» Assignment: Read the listing below and copy out every line that holds "yellow".

╔══

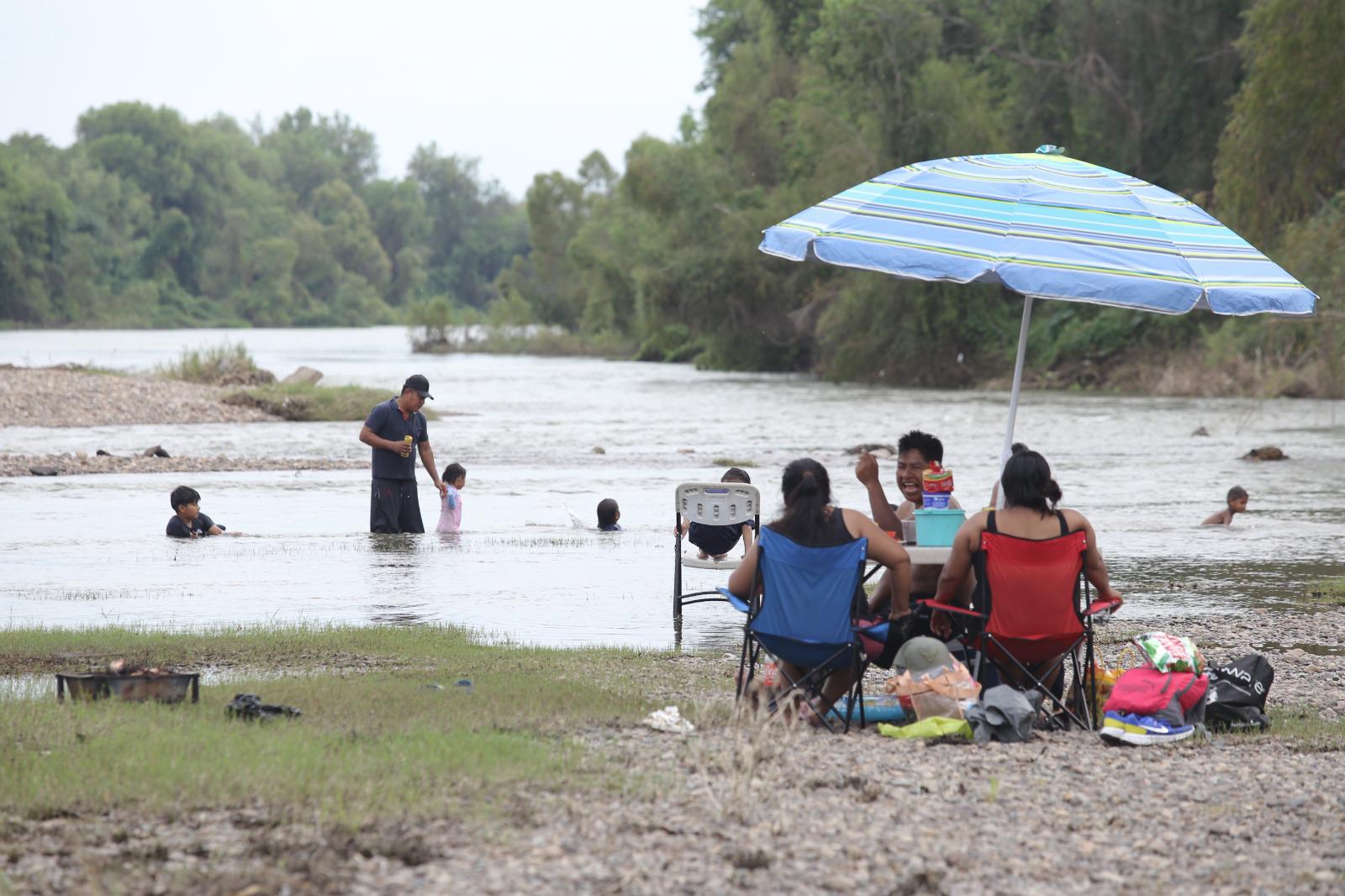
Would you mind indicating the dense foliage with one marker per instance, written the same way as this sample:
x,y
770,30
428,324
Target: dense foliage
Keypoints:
x,y
151,221
1235,104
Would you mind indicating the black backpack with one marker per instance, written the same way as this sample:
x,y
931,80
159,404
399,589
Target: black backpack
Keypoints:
x,y
1237,693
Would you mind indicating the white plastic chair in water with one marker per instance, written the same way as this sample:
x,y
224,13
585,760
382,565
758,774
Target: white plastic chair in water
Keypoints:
x,y
712,503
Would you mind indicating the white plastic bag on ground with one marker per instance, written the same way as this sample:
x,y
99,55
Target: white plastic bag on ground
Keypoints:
x,y
669,720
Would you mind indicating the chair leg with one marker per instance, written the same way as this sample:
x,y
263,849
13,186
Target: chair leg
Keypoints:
x,y
677,571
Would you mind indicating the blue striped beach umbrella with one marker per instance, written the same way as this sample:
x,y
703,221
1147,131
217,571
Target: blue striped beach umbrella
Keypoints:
x,y
1046,226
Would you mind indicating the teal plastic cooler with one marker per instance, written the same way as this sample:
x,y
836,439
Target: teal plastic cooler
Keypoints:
x,y
936,528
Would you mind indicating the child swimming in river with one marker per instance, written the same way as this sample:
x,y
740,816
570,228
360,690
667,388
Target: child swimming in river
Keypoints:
x,y
1237,505
609,514
187,519
717,541
451,505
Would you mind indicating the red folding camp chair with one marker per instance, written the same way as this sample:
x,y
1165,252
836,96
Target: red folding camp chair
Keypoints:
x,y
1031,613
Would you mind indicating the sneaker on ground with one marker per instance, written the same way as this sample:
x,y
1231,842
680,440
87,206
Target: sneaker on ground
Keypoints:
x,y
1127,728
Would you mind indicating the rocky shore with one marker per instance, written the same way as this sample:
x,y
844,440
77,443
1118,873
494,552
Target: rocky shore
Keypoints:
x,y
74,397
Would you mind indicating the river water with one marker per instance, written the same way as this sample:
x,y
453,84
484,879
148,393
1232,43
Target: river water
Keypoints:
x,y
529,567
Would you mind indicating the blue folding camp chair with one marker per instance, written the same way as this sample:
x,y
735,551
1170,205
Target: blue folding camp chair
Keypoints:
x,y
806,616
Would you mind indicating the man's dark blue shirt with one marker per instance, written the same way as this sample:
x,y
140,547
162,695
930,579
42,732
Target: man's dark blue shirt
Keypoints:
x,y
199,526
387,421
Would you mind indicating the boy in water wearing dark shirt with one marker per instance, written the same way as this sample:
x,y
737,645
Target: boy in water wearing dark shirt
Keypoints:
x,y
187,519
717,541
607,515
1237,505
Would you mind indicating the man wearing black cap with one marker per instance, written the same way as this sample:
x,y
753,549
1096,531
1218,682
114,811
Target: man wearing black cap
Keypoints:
x,y
396,430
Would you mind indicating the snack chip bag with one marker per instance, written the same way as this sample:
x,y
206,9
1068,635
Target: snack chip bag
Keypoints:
x,y
1170,653
936,479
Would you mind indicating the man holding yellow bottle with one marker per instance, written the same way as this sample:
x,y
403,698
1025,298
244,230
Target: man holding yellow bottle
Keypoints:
x,y
396,430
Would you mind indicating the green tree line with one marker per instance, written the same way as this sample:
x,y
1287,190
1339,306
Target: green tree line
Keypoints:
x,y
1230,103
151,221
1235,104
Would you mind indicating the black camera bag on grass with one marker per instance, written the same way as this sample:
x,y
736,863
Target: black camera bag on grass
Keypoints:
x,y
1237,693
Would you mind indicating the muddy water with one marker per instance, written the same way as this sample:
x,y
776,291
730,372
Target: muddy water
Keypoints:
x,y
528,567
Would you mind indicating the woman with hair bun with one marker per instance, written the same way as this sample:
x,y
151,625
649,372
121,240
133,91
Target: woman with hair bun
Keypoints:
x,y
810,519
1029,512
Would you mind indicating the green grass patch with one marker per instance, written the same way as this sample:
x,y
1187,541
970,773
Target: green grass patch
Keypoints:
x,y
228,363
309,403
514,340
374,741
1305,730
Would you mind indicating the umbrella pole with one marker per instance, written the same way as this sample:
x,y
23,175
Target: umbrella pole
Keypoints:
x,y
1017,387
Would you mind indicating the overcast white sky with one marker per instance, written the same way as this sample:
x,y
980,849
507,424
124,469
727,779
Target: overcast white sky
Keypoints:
x,y
525,85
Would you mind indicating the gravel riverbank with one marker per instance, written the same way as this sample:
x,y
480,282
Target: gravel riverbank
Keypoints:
x,y
751,808
61,397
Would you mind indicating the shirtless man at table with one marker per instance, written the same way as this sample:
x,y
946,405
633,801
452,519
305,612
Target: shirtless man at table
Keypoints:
x,y
915,451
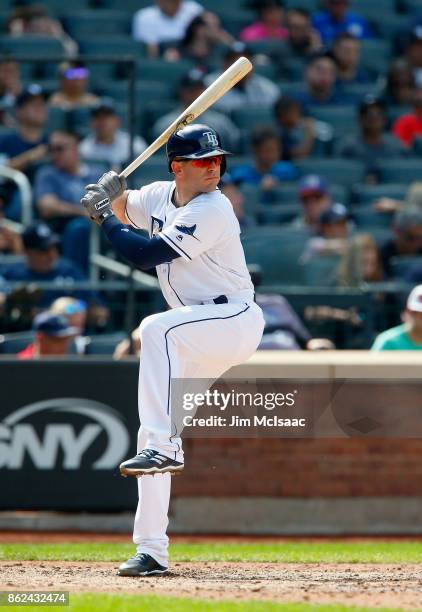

╚══

» Output of the task:
Would you mind indicating the man holding yellow bottle with one marker per instance, written the same way as this sample:
Target: man holding yellow bottle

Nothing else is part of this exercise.